**Written request:** Please update the lines below by changing every "Can you find" to "Can you locate" and keeping everything else the same. Leave the pictures out of your answer.

**Available records:**
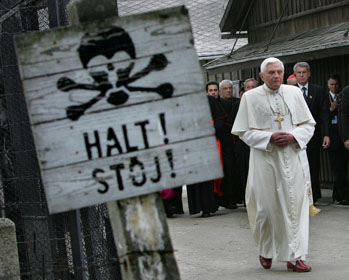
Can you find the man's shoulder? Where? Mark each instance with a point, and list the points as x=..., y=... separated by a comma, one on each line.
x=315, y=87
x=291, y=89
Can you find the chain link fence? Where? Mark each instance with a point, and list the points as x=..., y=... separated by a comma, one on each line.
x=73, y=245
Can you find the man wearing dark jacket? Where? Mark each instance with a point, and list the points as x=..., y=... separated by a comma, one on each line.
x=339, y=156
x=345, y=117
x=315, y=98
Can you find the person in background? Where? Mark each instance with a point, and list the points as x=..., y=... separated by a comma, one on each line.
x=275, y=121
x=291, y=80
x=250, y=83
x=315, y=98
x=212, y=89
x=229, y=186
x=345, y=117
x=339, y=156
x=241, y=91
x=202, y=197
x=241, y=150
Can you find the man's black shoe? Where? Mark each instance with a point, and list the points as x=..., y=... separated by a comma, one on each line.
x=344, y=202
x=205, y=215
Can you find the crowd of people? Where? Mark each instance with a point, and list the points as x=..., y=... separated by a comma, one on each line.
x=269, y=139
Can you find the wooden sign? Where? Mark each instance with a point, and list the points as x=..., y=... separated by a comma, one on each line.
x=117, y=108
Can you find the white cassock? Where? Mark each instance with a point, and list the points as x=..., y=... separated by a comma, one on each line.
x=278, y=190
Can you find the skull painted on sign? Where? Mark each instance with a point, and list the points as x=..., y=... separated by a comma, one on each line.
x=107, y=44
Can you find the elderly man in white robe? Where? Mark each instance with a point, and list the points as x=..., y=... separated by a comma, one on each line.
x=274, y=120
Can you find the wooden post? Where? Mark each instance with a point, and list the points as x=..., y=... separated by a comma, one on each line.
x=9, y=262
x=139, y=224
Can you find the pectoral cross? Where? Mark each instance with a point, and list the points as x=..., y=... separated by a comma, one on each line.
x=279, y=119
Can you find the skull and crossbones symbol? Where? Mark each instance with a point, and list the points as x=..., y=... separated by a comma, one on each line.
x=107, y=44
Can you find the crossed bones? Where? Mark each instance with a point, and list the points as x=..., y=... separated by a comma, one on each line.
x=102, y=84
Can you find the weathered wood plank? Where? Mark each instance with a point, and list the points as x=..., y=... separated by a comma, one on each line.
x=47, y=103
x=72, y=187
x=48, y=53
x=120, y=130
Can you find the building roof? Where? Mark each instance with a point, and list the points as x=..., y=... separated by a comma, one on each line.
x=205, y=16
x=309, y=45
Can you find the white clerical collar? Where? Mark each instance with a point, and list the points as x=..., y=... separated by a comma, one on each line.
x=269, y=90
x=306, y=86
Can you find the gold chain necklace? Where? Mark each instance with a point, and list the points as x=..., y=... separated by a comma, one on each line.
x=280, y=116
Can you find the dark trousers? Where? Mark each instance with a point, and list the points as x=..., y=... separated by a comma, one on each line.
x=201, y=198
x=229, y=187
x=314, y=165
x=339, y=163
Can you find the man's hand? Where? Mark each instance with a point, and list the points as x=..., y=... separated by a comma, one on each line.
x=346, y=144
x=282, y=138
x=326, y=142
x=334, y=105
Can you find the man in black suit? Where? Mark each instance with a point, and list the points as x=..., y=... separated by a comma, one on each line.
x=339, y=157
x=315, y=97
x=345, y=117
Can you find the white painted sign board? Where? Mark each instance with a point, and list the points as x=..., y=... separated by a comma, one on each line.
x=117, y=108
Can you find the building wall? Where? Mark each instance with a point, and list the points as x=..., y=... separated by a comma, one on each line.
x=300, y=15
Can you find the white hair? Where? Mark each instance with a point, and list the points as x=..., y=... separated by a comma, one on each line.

**Task answer:**
Can you locate the man's shoulder? Where? Mark each instance with a point, and list the points as x=..., y=... separated by a comma, one on each line.
x=315, y=87
x=291, y=89
Can you locate the chain link fence? Where? Mark each instance with a point, and list the points as x=..., y=... separated by a comma, one on each line.
x=73, y=245
Can you locate the man wearing dark jacket? Where? Mark each instance with a point, and list the points as x=..., y=... separated by a comma, one on each line.
x=339, y=156
x=345, y=117
x=315, y=98
Can you locate the person in background? Where? Mark each instance with a point, and list the points as x=..., y=... separated by a comma, one on each line.
x=275, y=121
x=291, y=80
x=250, y=83
x=315, y=98
x=212, y=89
x=229, y=186
x=345, y=117
x=339, y=156
x=241, y=91
x=202, y=197
x=241, y=150
Can you locate the man's black shoe? Where? Mark each instance with a point, and list the points as x=..., y=... separated by a comma, one on each line.
x=344, y=202
x=205, y=215
Can you locate the crowd of people? Where? Mark each instance with a point, and list the points as x=..., y=... separated by a comma, one on each line.
x=269, y=139
Can you locate the wooden sign? Where? Mark each instance with a point, and list the points as x=..., y=... separated by a comma, one on each line.
x=117, y=108
Can you locate the white cassock? Where? Mark each instance with a point, and list the points as x=..., y=... separated by a comma, one on each line.
x=278, y=190
Can you locate the skull painted on sign? Where? Mark each instance with a point, and list the points as x=..., y=... separated by a comma, one on each line.
x=107, y=44
Can you locate the elderly man in white robe? Where? Mark each instance with a point, and list the points as x=..., y=... separated by a comma, one on each line.
x=274, y=120
Can you locate the wooden post? Where? Mark each instance with a point, and list the points as x=..., y=... separated by a comma, one on each line.
x=9, y=262
x=139, y=224
Can you locate the pectoral cross? Where? Mark each instance with a point, and list the points as x=..., y=... separated by a comma, one on each line.
x=279, y=119
Can you locate the skull and crossbones symbol? Where? Mark each instance with a point, and list the points as x=..., y=... separated by a comma, one on each line.
x=107, y=44
Can you locate the crossed bones? Where? Mark each instance with a point, and list the points as x=..., y=... separated by a comma, one on each line.
x=102, y=84
Can you locate the weathered wood plank? Where? Mark each instance with a point, and list the points as x=..., y=... separated by a comma, one on each line.
x=47, y=103
x=72, y=187
x=48, y=53
x=120, y=130
Can you locate the building roof? Where? Mark each instance with a point, and list the points as x=..., y=... separated by a comma, one on each line.
x=205, y=16
x=309, y=45
Can you locate the white clerical collar? Where? Mark each instance with a point, and list the points as x=..., y=... separated by a comma, one on each line.
x=269, y=90
x=306, y=86
Can you locate the gold chain necklace? Where? Mark each instance with a point, and list the points as x=..., y=... separated by a comma, one on each line.
x=280, y=116
Can you locate the dark trousers? Where? Mark each instance with a point, and list the points as x=..., y=... separated by a comma, one on each line.
x=201, y=198
x=229, y=187
x=314, y=165
x=339, y=163
Can you locate the man's hand? Where? Mark each instance with a point, and list the points as x=..., y=... separated by a comma, one on each line.
x=346, y=144
x=282, y=138
x=326, y=142
x=334, y=105
Can you locate the man in black suit? Where? Mark each instance with a point, and list the points as x=..., y=... separated by a comma, one on each line.
x=339, y=157
x=315, y=97
x=345, y=117
Can you locate the white painted sign board? Where? Mark each instance with a point, and list the points as x=..., y=... separated by a comma, one on each line.
x=117, y=108
Can you locate the building wall? Where? Mark each instance with a point, and list the points as x=..., y=... separated by a comma, one on each line.
x=300, y=15
Can you locate the white hair? Where? Mark each instance with a point, and list the points as x=..., y=... separated by a comma, one on each line.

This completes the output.